### EXERCISE BRIEF
Produce a perfect copy of the listing, matching each line.
***
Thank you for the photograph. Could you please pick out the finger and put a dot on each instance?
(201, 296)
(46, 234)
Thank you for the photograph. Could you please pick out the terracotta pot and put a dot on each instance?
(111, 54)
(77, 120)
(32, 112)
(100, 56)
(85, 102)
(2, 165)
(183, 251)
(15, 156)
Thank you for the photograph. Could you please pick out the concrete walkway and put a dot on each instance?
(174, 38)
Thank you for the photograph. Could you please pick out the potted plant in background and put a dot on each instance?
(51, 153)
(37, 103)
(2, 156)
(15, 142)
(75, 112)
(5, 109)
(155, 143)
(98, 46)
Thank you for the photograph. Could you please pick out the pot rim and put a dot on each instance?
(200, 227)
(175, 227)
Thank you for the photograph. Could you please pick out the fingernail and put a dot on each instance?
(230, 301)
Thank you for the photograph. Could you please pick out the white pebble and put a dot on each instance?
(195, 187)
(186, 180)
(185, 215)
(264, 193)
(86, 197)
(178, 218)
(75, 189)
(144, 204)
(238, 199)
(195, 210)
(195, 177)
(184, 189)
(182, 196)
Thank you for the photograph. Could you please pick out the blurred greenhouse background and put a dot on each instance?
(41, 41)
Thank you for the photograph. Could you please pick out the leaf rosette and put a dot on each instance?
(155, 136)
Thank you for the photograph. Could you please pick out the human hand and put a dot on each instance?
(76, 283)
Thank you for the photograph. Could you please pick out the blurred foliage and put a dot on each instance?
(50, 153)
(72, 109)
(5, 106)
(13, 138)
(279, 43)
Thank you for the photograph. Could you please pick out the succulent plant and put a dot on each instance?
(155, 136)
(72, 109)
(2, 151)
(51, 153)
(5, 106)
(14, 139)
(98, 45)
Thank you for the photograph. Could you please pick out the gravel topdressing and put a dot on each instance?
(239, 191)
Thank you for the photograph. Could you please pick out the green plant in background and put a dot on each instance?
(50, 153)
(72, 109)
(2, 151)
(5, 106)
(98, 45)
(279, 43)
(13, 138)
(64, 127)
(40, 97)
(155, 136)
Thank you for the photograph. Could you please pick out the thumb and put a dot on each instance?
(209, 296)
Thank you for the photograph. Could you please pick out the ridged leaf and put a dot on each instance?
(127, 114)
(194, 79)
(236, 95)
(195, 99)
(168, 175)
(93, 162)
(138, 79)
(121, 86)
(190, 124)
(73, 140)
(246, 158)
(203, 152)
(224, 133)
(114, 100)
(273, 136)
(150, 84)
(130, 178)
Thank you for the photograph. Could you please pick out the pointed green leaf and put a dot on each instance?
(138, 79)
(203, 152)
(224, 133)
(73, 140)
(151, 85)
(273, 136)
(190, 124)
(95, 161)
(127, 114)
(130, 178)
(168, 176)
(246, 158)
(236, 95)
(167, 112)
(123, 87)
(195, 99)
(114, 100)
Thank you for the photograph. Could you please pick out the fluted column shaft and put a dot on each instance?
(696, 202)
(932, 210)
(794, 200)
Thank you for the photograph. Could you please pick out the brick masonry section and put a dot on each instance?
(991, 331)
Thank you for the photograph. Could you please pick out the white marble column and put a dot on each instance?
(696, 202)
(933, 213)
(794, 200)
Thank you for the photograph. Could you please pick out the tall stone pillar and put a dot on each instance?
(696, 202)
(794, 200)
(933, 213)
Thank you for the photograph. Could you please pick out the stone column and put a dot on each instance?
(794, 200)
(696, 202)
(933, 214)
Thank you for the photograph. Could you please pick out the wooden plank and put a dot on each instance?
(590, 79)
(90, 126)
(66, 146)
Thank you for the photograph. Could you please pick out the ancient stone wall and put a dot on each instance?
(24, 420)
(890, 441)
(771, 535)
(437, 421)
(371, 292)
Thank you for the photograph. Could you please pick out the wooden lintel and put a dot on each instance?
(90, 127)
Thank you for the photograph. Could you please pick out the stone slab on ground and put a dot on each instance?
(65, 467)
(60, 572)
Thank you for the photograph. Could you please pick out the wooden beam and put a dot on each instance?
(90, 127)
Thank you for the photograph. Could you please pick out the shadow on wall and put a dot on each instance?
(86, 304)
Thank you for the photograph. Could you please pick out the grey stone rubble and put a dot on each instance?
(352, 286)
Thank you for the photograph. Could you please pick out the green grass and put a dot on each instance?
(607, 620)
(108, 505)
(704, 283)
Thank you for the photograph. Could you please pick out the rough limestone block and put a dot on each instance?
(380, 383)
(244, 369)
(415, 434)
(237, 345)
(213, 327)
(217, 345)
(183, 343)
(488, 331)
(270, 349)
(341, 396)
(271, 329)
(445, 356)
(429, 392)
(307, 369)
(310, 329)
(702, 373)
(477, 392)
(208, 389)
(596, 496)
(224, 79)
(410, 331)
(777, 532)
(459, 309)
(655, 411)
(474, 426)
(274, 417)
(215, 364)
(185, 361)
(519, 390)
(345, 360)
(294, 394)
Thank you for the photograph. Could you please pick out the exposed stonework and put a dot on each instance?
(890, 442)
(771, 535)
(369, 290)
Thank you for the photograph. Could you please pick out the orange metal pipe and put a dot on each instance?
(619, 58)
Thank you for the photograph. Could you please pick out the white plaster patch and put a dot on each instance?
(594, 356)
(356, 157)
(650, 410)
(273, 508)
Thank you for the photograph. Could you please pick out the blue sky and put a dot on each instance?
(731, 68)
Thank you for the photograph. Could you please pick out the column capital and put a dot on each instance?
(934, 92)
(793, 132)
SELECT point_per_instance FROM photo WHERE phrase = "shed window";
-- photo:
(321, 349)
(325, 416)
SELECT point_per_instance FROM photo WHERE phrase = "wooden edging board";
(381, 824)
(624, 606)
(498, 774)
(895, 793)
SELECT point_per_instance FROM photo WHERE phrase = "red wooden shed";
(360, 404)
***
### RESULT
Thank you for the photograph. Could you please pick out the finger and put a dot on each instance?
(201, 296)
(46, 234)
Thank you for the photograph. Could you please pick out the terracotta pot and put a dot on each instance?
(111, 54)
(77, 120)
(32, 112)
(100, 56)
(85, 102)
(2, 165)
(183, 251)
(15, 156)
Thank you for the photograph. Could you please pick out the concrete walkway and put a dot on each instance?
(174, 38)
Thank you for the photograph. Could you please pick out the potted plant in background and put a dot on each instance?
(51, 153)
(37, 103)
(2, 156)
(15, 142)
(75, 112)
(5, 109)
(155, 143)
(98, 46)
Thank you for the photograph. Could you please pick out the pot rim and put a dot on each instance?
(200, 227)
(175, 227)
Thank you for the photograph. Could you please pick out the fingernail and put a dot on each instance?
(230, 301)
Thank you for the photograph. Could you please pick out the white pebble and put a dot on each instance?
(195, 187)
(186, 180)
(185, 215)
(264, 193)
(86, 197)
(178, 218)
(75, 189)
(144, 204)
(238, 199)
(195, 210)
(195, 177)
(184, 189)
(182, 196)
Thank you for the photograph. Could you please pick out the blurred greenhouse background and put a dot on each instance?
(41, 41)
Thank you for the photograph. Could you please pick out the leaf rosette and put a dot on each instance?
(155, 136)
Thank you for the photograph. Could you please pick out the human hand and put a dot on each instance?
(76, 283)
Thank you for the photograph. Could you please pick out the blurred foliage and put a dot on each instance?
(50, 153)
(72, 109)
(5, 106)
(13, 138)
(279, 43)
Thank you for the photograph. Could you please pick out the succulent plant and put a dot on each instance?
(155, 136)
(72, 109)
(2, 151)
(51, 153)
(5, 106)
(14, 139)
(98, 45)
Thank you for the photograph. Could you please pick out the gravel topdressing and put a dot on each instance?
(239, 191)
Thank you for the photograph. Could you please pick out the green plant in background and put a dot on each instance?
(50, 153)
(72, 109)
(2, 151)
(5, 106)
(98, 45)
(279, 43)
(13, 138)
(64, 127)
(40, 97)
(155, 136)
Thank you for the photograph. Could you please pick out the thumb and put a dot on each instance?
(209, 296)
Thank you for the photograph. Could you please pick out the ridged leaf and put a dot on each instance?
(127, 114)
(194, 79)
(236, 95)
(195, 99)
(168, 175)
(93, 162)
(138, 79)
(121, 86)
(190, 124)
(73, 140)
(246, 158)
(203, 152)
(224, 133)
(114, 100)
(273, 136)
(150, 84)
(130, 178)
Thank you for the photograph. Could you please pick out the pointed green leaf and put a dot on each instance?
(138, 79)
(203, 152)
(224, 133)
(73, 140)
(151, 85)
(273, 136)
(190, 124)
(95, 161)
(127, 114)
(130, 178)
(168, 176)
(246, 158)
(236, 95)
(167, 112)
(123, 87)
(195, 99)
(114, 100)
Thank you for the photograph. Could you please pick out the fluted column shaft and put a dot on each instance?
(696, 202)
(932, 210)
(794, 200)
Thank you for the photograph. Could you please pick out the brick masonry section and put a dot on each instance?
(991, 331)
Thank you for the photograph. Could you please pick out the white marble column and put a dot on each instance?
(696, 202)
(933, 213)
(794, 200)
Thank you for the photograph. Could you please pick out the tall stone pillar and put a dot on each instance?
(696, 202)
(794, 200)
(933, 213)
Thank you for the photograph. Could you please pick out the stone column and put a dot on each instance?
(794, 200)
(696, 202)
(933, 214)
Thank you for the photograph. Could you please pick out the wooden plank and put a dot on each instance?
(590, 79)
(90, 126)
(66, 146)
Thank you for the photograph. Could you please pick out the ancient stone wall and put a dot on each instance?
(24, 420)
(890, 441)
(771, 535)
(437, 421)
(371, 292)
Thank you for the photograph. Could you please pick out the wooden lintel and put a dot on each instance?
(90, 127)
Thank you for the photograph. Could you please pick out the stone slab on ground and put a dot on each instance?
(65, 467)
(60, 572)
Thank you for the photograph. Could you please pick out the wooden beam and put a dot on each instance?
(90, 127)
Thank you for the photograph. Could you please pick out the shadow on wall and put a dot on each instance?
(86, 304)
Thank you for the photograph. Could you please pick out the grey stone rubble and put a dot on each instance?
(352, 286)
Thank you for the photograph. Could you please pick out the green grass and put a dot on each instance?
(607, 620)
(108, 505)
(704, 283)
Thank you for the photograph. Could you please pick out the rough limestone block and put a dot on each instance?
(380, 383)
(244, 369)
(415, 434)
(237, 345)
(213, 327)
(217, 345)
(183, 343)
(488, 331)
(270, 349)
(341, 396)
(271, 329)
(445, 356)
(429, 392)
(307, 369)
(310, 329)
(702, 373)
(477, 392)
(208, 389)
(596, 496)
(224, 79)
(410, 331)
(777, 532)
(459, 309)
(655, 411)
(474, 426)
(274, 417)
(215, 364)
(185, 361)
(519, 390)
(345, 360)
(294, 394)
Thank you for the photograph. Could you please pick out the exposed stonework and put a dot on each instance?
(890, 442)
(771, 535)
(369, 290)
Thank you for the photograph. Could you please pick out the orange metal pipe and put a dot on each instance?
(619, 58)
Thank you for the photograph. Could you please pick out the white plaster patch and put a dot on each instance?
(594, 356)
(356, 157)
(650, 410)
(273, 508)
Thank you for the photograph. Could you please pick out the blue sky and put a dot on each instance?
(731, 68)
Thank you for the photograph. Could you please pick out the column capital and put a dot on each instance?
(934, 92)
(793, 132)
SELECT point_per_instance FROM photo WHERE phrase = "shed window";
-- photo:
(321, 349)
(325, 416)
SELECT point_per_instance FROM photo WHERE phrase = "wooden edging board";
(381, 824)
(624, 606)
(498, 774)
(895, 793)
SELECT point_per_instance FROM photo WHERE phrase = "red wooden shed";
(360, 404)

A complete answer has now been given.